▶ _Work to complete_:
Return every line of the entries below as a JSON list of strings, one string per line, with blank lines left out.

---*---

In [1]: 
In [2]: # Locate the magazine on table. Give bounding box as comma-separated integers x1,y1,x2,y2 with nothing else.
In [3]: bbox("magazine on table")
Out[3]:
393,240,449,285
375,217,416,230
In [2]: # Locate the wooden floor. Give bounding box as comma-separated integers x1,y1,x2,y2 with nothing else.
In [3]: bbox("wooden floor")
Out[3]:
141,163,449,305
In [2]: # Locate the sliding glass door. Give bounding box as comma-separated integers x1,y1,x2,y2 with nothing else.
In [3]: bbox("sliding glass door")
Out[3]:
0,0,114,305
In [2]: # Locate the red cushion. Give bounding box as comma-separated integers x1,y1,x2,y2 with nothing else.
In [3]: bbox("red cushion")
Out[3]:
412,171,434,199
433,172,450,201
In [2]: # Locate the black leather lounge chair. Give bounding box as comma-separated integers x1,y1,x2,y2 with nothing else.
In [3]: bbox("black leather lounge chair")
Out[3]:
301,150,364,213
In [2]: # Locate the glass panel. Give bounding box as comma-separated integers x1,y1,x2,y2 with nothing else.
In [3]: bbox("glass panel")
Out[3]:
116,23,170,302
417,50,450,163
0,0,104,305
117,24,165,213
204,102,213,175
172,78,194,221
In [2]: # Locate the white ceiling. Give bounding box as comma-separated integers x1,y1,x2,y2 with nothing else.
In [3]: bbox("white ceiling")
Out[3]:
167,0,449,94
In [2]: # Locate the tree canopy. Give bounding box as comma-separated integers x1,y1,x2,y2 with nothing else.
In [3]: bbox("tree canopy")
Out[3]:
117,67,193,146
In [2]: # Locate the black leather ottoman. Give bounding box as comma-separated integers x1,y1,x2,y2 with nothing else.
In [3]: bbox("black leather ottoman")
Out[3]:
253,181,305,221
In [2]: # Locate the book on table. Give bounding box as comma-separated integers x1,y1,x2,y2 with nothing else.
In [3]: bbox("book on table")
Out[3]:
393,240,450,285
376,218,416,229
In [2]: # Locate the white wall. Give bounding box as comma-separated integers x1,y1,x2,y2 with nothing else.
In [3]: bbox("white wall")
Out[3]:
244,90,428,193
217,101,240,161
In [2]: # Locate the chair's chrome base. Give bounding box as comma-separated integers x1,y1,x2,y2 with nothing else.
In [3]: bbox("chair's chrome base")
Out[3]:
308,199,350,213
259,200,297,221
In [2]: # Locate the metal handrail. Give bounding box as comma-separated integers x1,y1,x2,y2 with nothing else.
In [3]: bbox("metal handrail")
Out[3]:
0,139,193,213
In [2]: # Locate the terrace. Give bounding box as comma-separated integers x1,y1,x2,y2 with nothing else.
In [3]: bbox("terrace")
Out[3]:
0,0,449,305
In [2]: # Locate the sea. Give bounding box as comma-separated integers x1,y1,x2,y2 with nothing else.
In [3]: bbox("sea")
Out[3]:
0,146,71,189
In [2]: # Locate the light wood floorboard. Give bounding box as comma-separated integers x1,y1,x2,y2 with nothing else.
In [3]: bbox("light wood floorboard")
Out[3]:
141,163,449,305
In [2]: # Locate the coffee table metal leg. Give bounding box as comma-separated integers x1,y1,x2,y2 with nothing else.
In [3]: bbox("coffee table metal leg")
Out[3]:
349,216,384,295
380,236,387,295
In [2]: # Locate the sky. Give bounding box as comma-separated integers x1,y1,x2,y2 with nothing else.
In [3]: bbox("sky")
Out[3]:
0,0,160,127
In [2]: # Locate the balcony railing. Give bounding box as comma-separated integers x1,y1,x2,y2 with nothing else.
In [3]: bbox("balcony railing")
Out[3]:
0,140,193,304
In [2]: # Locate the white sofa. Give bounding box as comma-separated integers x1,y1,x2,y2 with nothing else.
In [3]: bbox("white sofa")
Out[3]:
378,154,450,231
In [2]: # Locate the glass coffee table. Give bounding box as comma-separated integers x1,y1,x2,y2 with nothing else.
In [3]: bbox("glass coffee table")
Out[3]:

---*---

▶ _Complete answer_:
[
  "In [1]: ",
  "In [2]: # Locate the magazine on table. Give bounding box as comma-separated integers x1,y1,x2,y2 with nothing else.",
  "In [3]: bbox(\"magazine on table\")",
  "Out[3]:",
  "393,240,449,285",
  "375,217,416,230",
  "In [2]: # Locate the wooden floor. Give bounding box as comma-separated integers x1,y1,x2,y2 with nothing else.",
  "In [3]: bbox(\"wooden floor\")",
  "Out[3]:",
  "141,163,449,305",
  "In [2]: # Locate the sliding glass door. Give bounding box as comma-separated integers x1,y1,x2,y2 with nothing else.",
  "In [3]: bbox(\"sliding glass door\")",
  "Out[3]:",
  "0,0,114,305",
  "In [2]: # Locate the red cushion. Give bounding box as comma-separated integers x1,y1,x2,y2 with nothing else.",
  "In [3]: bbox(\"red cushion\")",
  "Out[3]:",
  "412,171,434,199",
  "433,172,450,201",
  "In [2]: # Locate the black leather lounge chair. Give bounding box as comma-separated integers x1,y1,x2,y2 with nothing else.",
  "In [3]: bbox(\"black leather lounge chair\")",
  "Out[3]:",
  "301,150,364,213",
  "In [2]: # Locate the glass panel. Give bounding box as comma-separated integers x1,y1,x2,y2 with nothing else.",
  "In [3]: bbox(\"glass panel\")",
  "Out[3]:",
  "116,23,170,302",
  "417,50,450,163",
  "0,0,104,305",
  "117,24,165,213",
  "204,102,213,175",
  "172,78,194,221",
  "In [2]: # Locate the white ceiling. Give bounding box as comma-separated integers x1,y1,x2,y2 with nothing else.",
  "In [3]: bbox(\"white ceiling\")",
  "Out[3]:",
  "167,0,449,94",
  "In [2]: # Locate the tree canopy. Give bounding box as comma-separated integers x1,y1,x2,y2 with nothing else.",
  "In [3]: bbox(\"tree canopy\")",
  "Out[3]:",
  "117,67,193,146",
  "In [2]: # Locate the black leather ottoman. Give bounding box as comma-separated integers x1,y1,x2,y2 with nothing else.",
  "In [3]: bbox(\"black leather ottoman\")",
  "Out[3]:",
  "253,181,305,221",
  "In [2]: # Locate the book on table. Give bounding box as comma-separated integers x1,y1,x2,y2 with nothing else.",
  "In [3]: bbox(\"book on table\")",
  "Out[3]:",
  "393,240,450,285",
  "376,218,416,229",
  "In [2]: # Locate the white wall. Give bounding box as comma-separated integers x1,y1,x2,y2 with nothing else.",
  "In [3]: bbox(\"white wall\")",
  "Out[3]:",
  "244,90,428,193",
  "217,101,240,161",
  "In [2]: # Locate the chair's chrome base. Give bounding box as comma-separated integers x1,y1,x2,y2 with nothing else.",
  "In [3]: bbox(\"chair's chrome base\")",
  "Out[3]:",
  "308,199,350,213",
  "259,200,297,221",
  "In [2]: # Locate the metal handrail. Give bounding box as comma-separated integers x1,y1,x2,y2 with nothing else.",
  "In [3]: bbox(\"metal handrail\")",
  "Out[3]:",
  "0,139,193,213",
  "In [2]: # Locate the terrace. Give bounding box as comma-separated integers x1,y1,x2,y2 with nothing else.",
  "In [3]: bbox(\"terrace\")",
  "Out[3]:",
  "0,0,449,305",
  "In [2]: # Locate the sea. Give bounding box as comma-separated integers x1,y1,x2,y2 with nothing else.",
  "In [3]: bbox(\"sea\")",
  "Out[3]:",
  "0,146,71,189",
  "In [2]: # Locate the light wood floorboard. Give bounding box as comma-separated integers x1,y1,x2,y2 with nothing else.",
  "In [3]: bbox(\"light wood floorboard\")",
  "Out[3]:",
  "141,163,449,305",
  "In [2]: # Locate the coffee table metal leg. Give bounding box as comma-separated integers x1,y1,x2,y2 with nothing else.",
  "In [3]: bbox(\"coffee table metal leg\")",
  "Out[3]:",
  "349,216,384,295",
  "380,236,387,295",
  "In [2]: # Locate the sky. Give bounding box as comma-separated integers x1,y1,x2,y2 with nothing else.",
  "In [3]: bbox(\"sky\")",
  "Out[3]:",
  "0,0,160,127",
  "In [2]: # Locate the balcony railing. Give bounding box as comma-separated integers x1,y1,x2,y2 with nothing else.",
  "In [3]: bbox(\"balcony railing\")",
  "Out[3]:",
  "0,140,193,304",
  "In [2]: # Locate the white sofa. Give bounding box as comma-separated integers x1,y1,x2,y2 with nothing else.",
  "In [3]: bbox(\"white sofa\")",
  "Out[3]:",
  "378,154,450,231",
  "In [2]: # Locate the glass coffee table. Give bounding box as comma-separated integers x1,y1,x2,y2 with nothing else.",
  "In [3]: bbox(\"glass coffee table\")",
  "Out[3]:"
]